RECORDS SHOWN START

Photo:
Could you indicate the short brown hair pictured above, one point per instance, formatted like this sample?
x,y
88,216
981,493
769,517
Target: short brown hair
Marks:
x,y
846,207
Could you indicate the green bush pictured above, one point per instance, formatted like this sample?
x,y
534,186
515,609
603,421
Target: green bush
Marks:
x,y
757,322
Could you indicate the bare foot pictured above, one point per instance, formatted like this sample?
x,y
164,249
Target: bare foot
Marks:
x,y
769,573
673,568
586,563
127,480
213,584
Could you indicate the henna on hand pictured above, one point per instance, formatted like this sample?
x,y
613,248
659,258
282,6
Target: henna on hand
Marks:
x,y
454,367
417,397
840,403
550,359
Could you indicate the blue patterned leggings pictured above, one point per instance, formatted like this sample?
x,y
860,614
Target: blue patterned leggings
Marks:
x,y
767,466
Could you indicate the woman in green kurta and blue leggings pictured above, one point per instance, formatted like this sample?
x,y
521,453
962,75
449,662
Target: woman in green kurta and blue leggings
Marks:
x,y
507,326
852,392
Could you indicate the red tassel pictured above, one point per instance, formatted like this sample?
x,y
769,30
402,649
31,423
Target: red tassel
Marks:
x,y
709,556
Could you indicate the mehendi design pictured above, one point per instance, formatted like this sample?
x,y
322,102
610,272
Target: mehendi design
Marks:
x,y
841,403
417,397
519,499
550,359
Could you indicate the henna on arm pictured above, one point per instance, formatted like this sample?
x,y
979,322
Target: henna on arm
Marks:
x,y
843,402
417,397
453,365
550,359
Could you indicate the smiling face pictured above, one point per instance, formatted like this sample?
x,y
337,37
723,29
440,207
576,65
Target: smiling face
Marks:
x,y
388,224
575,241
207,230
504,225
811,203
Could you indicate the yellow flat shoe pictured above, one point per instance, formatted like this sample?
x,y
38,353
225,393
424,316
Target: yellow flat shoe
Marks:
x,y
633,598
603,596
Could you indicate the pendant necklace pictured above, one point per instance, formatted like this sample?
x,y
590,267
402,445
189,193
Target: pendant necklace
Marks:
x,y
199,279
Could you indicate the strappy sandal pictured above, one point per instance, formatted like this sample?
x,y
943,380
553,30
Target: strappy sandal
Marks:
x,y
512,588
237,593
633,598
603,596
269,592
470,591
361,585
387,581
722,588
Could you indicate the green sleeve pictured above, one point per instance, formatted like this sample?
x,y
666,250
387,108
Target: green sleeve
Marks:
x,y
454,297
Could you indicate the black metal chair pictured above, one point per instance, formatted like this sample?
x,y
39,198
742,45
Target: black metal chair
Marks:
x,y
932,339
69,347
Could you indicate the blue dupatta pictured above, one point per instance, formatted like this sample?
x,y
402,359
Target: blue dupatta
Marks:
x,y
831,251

RECORDS SHOWN END

WHAT IS BEING ASKED — Retype the entries above exactly, but only from the line containing "Could you indicate the strappy" through the line containing "Target: blue dupatta", both included.

ANSWER TO THIS PROBLEM —
Could you indicate the strappy sandal pictured above, one point per instance, formatted like this sample?
x,y
943,380
553,30
Target: strappy sandal
Marks:
x,y
512,588
237,593
633,598
603,596
269,592
470,591
361,585
387,581
722,588
Could you indicate the green sleeve pictured above, one point per instance, formatted like this sample?
x,y
666,250
387,108
Target: green sleeve
Marks:
x,y
454,297
Could you indicate the black metal chair pictured above, one point per instance, formatted like this sample?
x,y
39,198
742,45
Target: black metal chair
Marks:
x,y
932,339
69,347
Could you indicate the blue dupatta pictured above, one point per instance, formatted like this sample?
x,y
402,359
Target: blue dupatta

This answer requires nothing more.